> [Your task]: All of the records below need to be copied exactly.

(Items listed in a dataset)
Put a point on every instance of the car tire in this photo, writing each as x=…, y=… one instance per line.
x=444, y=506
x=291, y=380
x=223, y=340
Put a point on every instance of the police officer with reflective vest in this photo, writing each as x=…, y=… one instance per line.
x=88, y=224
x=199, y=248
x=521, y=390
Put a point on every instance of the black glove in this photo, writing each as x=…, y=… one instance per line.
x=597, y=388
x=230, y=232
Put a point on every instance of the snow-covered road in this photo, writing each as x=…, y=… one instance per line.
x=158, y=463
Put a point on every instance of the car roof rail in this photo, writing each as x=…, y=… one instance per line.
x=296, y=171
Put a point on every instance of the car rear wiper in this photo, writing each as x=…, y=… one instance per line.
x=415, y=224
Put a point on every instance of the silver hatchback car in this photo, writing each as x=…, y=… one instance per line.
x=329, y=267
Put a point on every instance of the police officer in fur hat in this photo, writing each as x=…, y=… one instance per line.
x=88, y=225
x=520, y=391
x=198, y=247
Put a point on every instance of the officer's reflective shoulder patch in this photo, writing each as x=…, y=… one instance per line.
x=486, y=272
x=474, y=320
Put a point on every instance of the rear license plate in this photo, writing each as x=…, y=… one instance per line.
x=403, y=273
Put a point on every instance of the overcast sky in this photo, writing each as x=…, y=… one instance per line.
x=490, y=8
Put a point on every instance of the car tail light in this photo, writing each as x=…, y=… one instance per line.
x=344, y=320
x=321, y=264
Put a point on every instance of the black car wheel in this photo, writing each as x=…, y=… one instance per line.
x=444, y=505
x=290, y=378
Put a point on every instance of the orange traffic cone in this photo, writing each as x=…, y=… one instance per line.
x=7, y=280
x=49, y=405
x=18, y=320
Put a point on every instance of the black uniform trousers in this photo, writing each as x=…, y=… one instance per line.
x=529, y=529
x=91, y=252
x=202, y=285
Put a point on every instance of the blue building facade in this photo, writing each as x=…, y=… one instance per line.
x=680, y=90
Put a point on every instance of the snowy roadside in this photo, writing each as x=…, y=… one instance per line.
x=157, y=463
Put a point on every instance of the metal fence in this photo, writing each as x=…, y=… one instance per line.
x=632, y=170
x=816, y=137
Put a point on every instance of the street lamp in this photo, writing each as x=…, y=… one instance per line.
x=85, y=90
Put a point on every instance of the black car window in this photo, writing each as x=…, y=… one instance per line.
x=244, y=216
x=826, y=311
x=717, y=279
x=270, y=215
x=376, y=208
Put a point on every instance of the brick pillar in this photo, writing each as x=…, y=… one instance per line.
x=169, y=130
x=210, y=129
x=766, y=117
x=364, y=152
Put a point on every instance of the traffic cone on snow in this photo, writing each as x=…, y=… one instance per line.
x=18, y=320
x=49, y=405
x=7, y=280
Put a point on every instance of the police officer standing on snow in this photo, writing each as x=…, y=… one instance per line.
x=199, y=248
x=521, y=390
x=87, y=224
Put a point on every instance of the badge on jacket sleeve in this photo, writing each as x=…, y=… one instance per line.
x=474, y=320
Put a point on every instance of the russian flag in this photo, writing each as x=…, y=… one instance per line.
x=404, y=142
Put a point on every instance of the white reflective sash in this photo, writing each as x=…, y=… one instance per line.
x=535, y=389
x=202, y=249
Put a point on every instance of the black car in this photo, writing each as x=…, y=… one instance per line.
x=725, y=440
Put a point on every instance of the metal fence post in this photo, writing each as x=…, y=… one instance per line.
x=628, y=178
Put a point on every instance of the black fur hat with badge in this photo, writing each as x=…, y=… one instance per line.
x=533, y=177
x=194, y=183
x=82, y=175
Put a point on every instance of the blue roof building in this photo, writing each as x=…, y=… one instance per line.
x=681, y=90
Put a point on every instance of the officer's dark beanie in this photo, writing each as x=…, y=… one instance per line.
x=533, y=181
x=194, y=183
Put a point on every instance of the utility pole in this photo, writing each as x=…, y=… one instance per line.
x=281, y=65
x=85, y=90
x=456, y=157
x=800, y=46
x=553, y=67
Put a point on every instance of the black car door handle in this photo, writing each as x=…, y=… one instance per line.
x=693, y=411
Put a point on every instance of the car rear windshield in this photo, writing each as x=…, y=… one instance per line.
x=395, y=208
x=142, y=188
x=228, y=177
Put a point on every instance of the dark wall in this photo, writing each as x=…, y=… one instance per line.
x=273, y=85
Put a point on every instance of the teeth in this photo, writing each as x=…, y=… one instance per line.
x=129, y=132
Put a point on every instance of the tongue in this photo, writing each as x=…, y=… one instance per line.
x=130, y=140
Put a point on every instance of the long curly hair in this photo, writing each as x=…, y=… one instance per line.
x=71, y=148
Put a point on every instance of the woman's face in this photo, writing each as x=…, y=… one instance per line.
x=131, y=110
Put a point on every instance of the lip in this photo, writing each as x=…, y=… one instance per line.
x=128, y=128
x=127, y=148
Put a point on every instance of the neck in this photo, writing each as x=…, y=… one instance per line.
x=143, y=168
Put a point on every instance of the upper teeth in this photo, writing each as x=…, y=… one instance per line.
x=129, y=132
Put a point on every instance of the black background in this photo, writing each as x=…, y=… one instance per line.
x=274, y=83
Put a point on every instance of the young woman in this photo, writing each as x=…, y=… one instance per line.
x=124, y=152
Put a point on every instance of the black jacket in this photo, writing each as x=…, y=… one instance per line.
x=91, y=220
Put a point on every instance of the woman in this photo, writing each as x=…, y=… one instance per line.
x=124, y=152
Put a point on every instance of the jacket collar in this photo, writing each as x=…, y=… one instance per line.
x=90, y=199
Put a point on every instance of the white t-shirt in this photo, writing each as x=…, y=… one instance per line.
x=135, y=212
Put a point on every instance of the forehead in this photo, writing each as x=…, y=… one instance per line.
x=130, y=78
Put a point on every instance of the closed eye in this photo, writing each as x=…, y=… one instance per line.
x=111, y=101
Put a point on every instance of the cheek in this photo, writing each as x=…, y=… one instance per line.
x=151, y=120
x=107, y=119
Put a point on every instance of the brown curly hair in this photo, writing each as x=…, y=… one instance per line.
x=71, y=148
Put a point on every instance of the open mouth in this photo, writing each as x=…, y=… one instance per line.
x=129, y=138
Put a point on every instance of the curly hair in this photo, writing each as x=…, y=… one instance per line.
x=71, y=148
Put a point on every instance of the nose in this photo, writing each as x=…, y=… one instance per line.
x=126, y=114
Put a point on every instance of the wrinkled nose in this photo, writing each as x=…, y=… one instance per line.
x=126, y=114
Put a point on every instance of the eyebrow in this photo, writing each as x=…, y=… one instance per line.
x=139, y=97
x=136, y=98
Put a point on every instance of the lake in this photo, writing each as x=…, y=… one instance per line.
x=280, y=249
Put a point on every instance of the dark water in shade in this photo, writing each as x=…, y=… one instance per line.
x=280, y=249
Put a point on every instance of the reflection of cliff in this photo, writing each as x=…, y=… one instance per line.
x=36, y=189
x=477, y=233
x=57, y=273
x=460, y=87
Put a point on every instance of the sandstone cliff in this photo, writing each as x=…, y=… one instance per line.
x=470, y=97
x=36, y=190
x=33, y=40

> [Exercise response]:
Put a point on every instance of the car tire in this photo, writing each as x=…, y=… one instance per line.
x=444, y=506
x=291, y=380
x=223, y=340
Put a point on every instance of the police officer with reflective vest in this photo, writing each as x=…, y=… one instance per line.
x=88, y=224
x=199, y=248
x=521, y=390
Put a point on every instance of the black glove in this photo, writing each as x=…, y=… one instance per line.
x=597, y=388
x=230, y=232
Put a point on every instance of the snow-covered road in this photo, writing each as x=…, y=… one instance per line.
x=158, y=463
Put a point on every instance of the car roof rail in this photo, writing each as x=…, y=… one instance per line.
x=296, y=171
Put a point on every instance of the car rear wiper in this photo, writing each as x=…, y=… one instance per line.
x=415, y=224
Put a point on every instance of the silver hatchback car in this photo, writing each as x=…, y=… one instance per line.
x=329, y=267
Put a point on every instance of the police officer in fur hat in this photo, writing each as x=…, y=… one instance per line.
x=88, y=225
x=520, y=391
x=198, y=247
Put a point on every instance of the officer's reflective shoulder patch in this photo, writing each as x=…, y=… one instance per line.
x=486, y=272
x=474, y=320
Put a point on every instance of the rear license plate in this photo, writing each as x=…, y=… one instance per line.
x=403, y=273
Put a point on every instance of the overcast sky in this photo, writing each as x=…, y=… one instance per line.
x=490, y=8
Put a point on every instance of the car tail light in this photo, writing each as x=…, y=… one instance per line.
x=344, y=320
x=321, y=264
Put a point on every instance of the black car wheel in this photo, writing each as x=…, y=… one instance per line.
x=444, y=505
x=290, y=378
Put a point on every instance of the orange traffic cone in this photo, writing each as x=…, y=… one instance per line.
x=7, y=280
x=49, y=405
x=18, y=320
Put a point on every instance of the black uniform trousers in this photo, writing each as x=…, y=… one instance per line.
x=529, y=529
x=91, y=252
x=202, y=285
Put a point on every instance of the blue building facade in this photo, writing each as x=…, y=… one instance per line.
x=680, y=90
Put a point on every instance of the snowy roadside in this photo, writing each as x=…, y=… one instance per line.
x=157, y=463
Put a point on every instance of the metal fence in this photo, writing each as x=…, y=… one instance per line.
x=632, y=170
x=816, y=137
Put a point on every instance of the street lamp in this photo, writing each as x=…, y=… one instance per line.
x=85, y=90
Put a point on every instance of the black car window in this photo, writing each as x=…, y=… one instance per line.
x=244, y=216
x=826, y=311
x=717, y=279
x=270, y=215
x=376, y=208
Put a point on every instance of the brick pillar in this photo, writing each as x=…, y=… one instance per line.
x=169, y=130
x=210, y=129
x=766, y=117
x=364, y=152
Put a point on every instance of the traffic cone on snow in this photo, writing each as x=…, y=… one instance per line.
x=18, y=320
x=49, y=405
x=7, y=280
Put a point on every instance of the police officer standing on snow in this photo, writing each as x=…, y=… one instance per line.
x=199, y=248
x=521, y=390
x=87, y=224
Put a point on every instance of the badge on jacket sleeve in this photo, writing each as x=…, y=… one instance per line.
x=474, y=320
Put a point on every instance of the russian flag in this photo, writing each as x=…, y=… one instance per line.
x=404, y=142
Put a point on every instance of the white reflective sash in this photo, writing each as x=…, y=… one instance per line.
x=535, y=389
x=202, y=249
Put a point on every instance of the black car in this photo, writing each as x=…, y=… one instance per line.
x=725, y=440
Put a point on every instance of the metal fence post in this photo, writing each as x=…, y=… one instance per line.
x=628, y=178
Put a point on every instance of the black fur hat with badge in this photo, writing each as x=…, y=… one instance per line.
x=533, y=177
x=194, y=183
x=82, y=175
Put a point on every instance of the blue roof building in this photo, writing each as x=…, y=… one instance per line.
x=681, y=90
Put a point on every instance of the officer's dark beanie in this photo, writing each as x=…, y=… one instance per line.
x=533, y=181
x=194, y=183
Put a point on every instance of the utility pole in this photo, writing each as x=…, y=… one instance per line.
x=281, y=65
x=85, y=90
x=456, y=157
x=800, y=46
x=553, y=67
Put a point on every instance of the black car door handle in this photo, writing each as x=…, y=… one instance per line.
x=693, y=411
Put a point on every instance of the car rear windshield in this photo, writing each as x=…, y=… one instance per line.
x=395, y=208
x=142, y=188
x=228, y=177
Put a point on every instance of the dark wall in this photo, writing each as x=…, y=… one instance per line.
x=273, y=85
Put a point on every instance of the teeth in this photo, writing each as x=…, y=… one instance per line.
x=129, y=132
Put a point on every instance of the tongue in this photo, writing each as x=…, y=… one instance per line.
x=130, y=140
Put a point on every instance of the long curly hair in this photo, writing each as x=…, y=… one instance per line.
x=71, y=148
Put a point on every instance of the woman's face in this photo, writing each as x=…, y=… one instance per line.
x=131, y=110
Put a point on every instance of the lip in this photo, writing each as x=…, y=… one instance per line.
x=128, y=128
x=127, y=148
Put a point on every instance of the neck in this photo, writing each as x=…, y=… one instance per line.
x=143, y=168
Put a point on every instance of the upper teeth in this photo, writing each as x=…, y=… one instance per line.
x=129, y=132
Put a point on every instance of the black background in this photo, writing each as x=…, y=… one instance per line.
x=274, y=83
Put a point on every instance of the young woman in this photo, writing each as x=…, y=… one instance per line.
x=124, y=152
Put a point on every instance of the black jacket in this photo, writing each as x=…, y=… one instance per line.
x=91, y=220
Put a point on every instance of the woman in this photo, writing each as x=…, y=… one instance per line.
x=124, y=152
Put a point on every instance of the jacket collar in this photo, writing each as x=…, y=… one instance per line.
x=90, y=199
Put a point on every instance of the white t-shirt in this photo, writing each as x=…, y=… one instance per line.
x=135, y=212
Put a point on every instance of the forehead in this photo, writing each as x=…, y=… one instance per line.
x=130, y=78
Put a point on every instance of the closed eye in this photo, writing each as x=…, y=… one instance per line.
x=111, y=101
Put a point on every instance of the cheek in this photo, writing each as x=…, y=… one instance per line.
x=151, y=120
x=107, y=119
Put a point on every instance of the brown curly hair in this photo, writing each as x=…, y=… one instance per line.
x=71, y=148
Put a point on every instance of the open mouth in this photo, writing each as x=…, y=… one instance per line.
x=129, y=138
Put a point on every instance of the curly hair in this photo, writing each as x=…, y=… one instance per line.
x=71, y=148
Put a point on every instance of the nose in this photo, writing each as x=…, y=… one instance per line.
x=126, y=114
Put a point on every instance of the wrinkled nose in this photo, writing each as x=…, y=… one instance per line.
x=126, y=114
Put a point on every instance of the eyebrow in this photo, writing each as x=…, y=… one instance per line.
x=139, y=97
x=136, y=98
Put a point on every instance of the lake in this photo, writing each as x=…, y=… one instance per line.
x=280, y=249
Put a point on every instance of the dark water in shade in this photo, writing each as x=…, y=… one instance per line.
x=280, y=249
Put a point on every instance of the reflection of cliff in this photo, writing each as x=…, y=… one instance per line.
x=36, y=189
x=477, y=233
x=57, y=273
x=460, y=87
Put a point on every instance of the sandstone cliff in this photo, writing each as x=…, y=… one instance per line.
x=470, y=97
x=36, y=190
x=33, y=40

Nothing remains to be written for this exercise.